»»
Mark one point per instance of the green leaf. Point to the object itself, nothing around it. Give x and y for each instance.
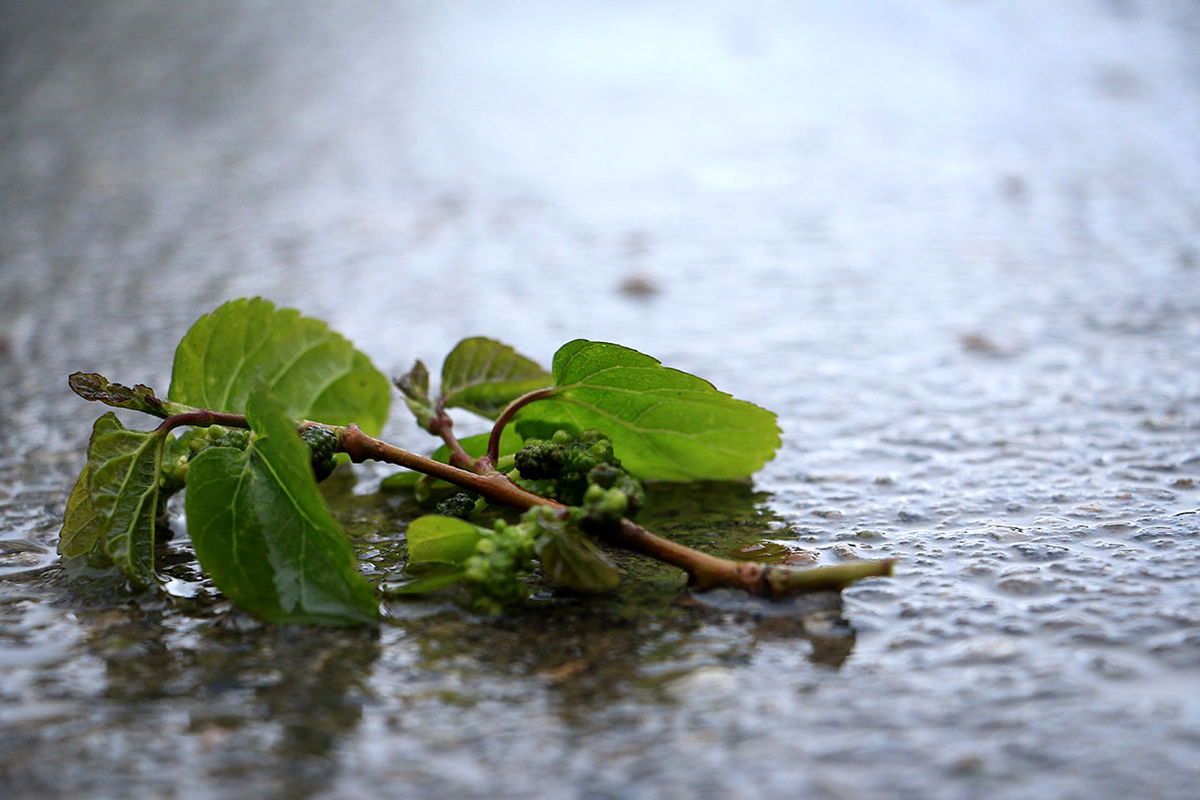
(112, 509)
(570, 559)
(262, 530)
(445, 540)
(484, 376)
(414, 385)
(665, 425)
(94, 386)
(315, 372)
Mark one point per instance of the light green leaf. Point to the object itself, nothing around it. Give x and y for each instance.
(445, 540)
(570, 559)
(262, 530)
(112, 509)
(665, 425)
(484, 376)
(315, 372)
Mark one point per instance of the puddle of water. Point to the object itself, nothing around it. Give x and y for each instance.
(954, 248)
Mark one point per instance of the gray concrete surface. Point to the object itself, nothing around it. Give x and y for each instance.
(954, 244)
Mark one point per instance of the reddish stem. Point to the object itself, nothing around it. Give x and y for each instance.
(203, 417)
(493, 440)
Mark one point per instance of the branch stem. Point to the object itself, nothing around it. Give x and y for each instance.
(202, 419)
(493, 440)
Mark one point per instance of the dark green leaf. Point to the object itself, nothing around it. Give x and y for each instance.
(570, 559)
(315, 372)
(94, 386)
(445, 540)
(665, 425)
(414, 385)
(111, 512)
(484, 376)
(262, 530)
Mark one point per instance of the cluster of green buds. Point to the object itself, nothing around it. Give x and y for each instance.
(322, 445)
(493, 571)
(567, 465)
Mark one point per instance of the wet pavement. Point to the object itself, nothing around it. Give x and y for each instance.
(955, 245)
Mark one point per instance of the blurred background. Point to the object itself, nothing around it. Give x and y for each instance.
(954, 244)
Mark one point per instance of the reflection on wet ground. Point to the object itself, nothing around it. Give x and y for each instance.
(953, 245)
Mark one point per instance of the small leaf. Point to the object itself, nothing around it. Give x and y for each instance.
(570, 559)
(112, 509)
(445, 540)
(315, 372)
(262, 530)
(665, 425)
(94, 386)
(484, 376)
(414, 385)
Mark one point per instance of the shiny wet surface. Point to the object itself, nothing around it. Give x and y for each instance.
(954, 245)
««
Prompt
Word for word, give back each entry from above, but skip any picture.

Answer space
Mark one point per instance of the green leaf. Point to the object itself, nothing around it. Give x and y for each instance.
(112, 509)
(570, 559)
(262, 530)
(445, 540)
(484, 376)
(414, 385)
(665, 425)
(94, 386)
(315, 372)
Mark one point per instance of the light green leaf. Point to the object itself, nothing around it. Give x and y for each instance.
(445, 540)
(570, 559)
(262, 530)
(112, 509)
(665, 425)
(484, 376)
(315, 372)
Mark one point per instance of the puddle of water. Point to the object itself, nothing around it. Give x and y for each instance.
(954, 248)
Mark one point per instance of the gray concrete surface. Point to the object itself, nothing around it. Give x and y for each instance.
(954, 244)
Mark one point per instance of the reddish stem. Point to the object itself, nothing around it. Give x and y for each instance.
(203, 417)
(493, 440)
Mark one point per instance of the branch stem. Point to the object itself, nothing around it. Give x and y for each instance.
(202, 419)
(493, 440)
Mark one point per instance of the dark green leaf. Point to the object itself, nothing around it. Give x and y for each instance.
(570, 559)
(315, 372)
(94, 386)
(445, 540)
(665, 425)
(414, 385)
(111, 512)
(484, 376)
(262, 530)
Mark one point per instance of the cluster of green buds. Point to the object itself, nothing around it. Give x and y for each instance.
(322, 445)
(493, 571)
(567, 465)
Mark one point per instance of the wet pavement. Point to the object itself, nothing around it. Give x and y for each instance.
(955, 245)
Mark one point per instance of the blurred background. Point to the object itself, nothing around it. Give x and y for each instance.
(954, 244)
Mark one point per instance of the reflection on wet ground. Point to the object itself, nothing around it. Give x and y for each instance.
(953, 245)
Mark one point per instance of the small leaf. Point to the object itself, nothing around it. Give x and y for each instance.
(570, 559)
(112, 509)
(445, 540)
(315, 372)
(262, 530)
(665, 425)
(94, 386)
(484, 376)
(414, 385)
Mark one point per instance of the shiny wet surface. Point to the object itself, nothing around it. Give x and y for each instance.
(954, 245)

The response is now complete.